→ **PROMPT**
Exactly retype the lines of the material from its first line to the line with "OBJECT = white window frame", including both.

→ **EXTRACTED MATERIAL**
+++
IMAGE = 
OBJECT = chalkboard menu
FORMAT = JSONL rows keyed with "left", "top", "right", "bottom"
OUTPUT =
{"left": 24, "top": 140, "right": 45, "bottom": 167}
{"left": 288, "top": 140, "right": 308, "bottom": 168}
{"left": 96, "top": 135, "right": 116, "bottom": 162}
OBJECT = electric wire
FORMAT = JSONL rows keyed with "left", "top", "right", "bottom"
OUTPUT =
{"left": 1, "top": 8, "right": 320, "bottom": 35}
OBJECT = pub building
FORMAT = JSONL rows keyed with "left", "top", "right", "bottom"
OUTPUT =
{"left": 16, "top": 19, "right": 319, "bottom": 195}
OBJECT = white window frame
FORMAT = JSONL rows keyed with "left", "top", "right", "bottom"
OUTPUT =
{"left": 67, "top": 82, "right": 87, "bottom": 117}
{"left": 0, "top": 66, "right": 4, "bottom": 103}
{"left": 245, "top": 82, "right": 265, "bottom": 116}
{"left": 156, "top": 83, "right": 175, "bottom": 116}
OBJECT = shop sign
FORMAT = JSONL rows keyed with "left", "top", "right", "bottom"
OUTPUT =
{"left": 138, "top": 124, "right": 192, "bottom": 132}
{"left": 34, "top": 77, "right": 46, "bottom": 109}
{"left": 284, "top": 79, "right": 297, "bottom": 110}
+++
→ **RESULT BELOW**
IMAGE = 
OBJECT = chalkboard menu
FORMAT = JSONL rows keyed with "left", "top", "right", "bottom"
OUTPUT =
{"left": 24, "top": 140, "right": 45, "bottom": 167}
{"left": 288, "top": 140, "right": 308, "bottom": 168}
{"left": 96, "top": 135, "right": 116, "bottom": 162}
OBJECT = electric wire
FORMAT = JSONL rows keyed with "left", "top", "right", "bottom"
OUTPUT =
{"left": 1, "top": 8, "right": 320, "bottom": 35}
OBJECT = pub building
FORMAT = JSONL rows keyed with "left", "top", "right", "bottom"
OUTPUT =
{"left": 16, "top": 19, "right": 319, "bottom": 195}
OBJECT = white window frame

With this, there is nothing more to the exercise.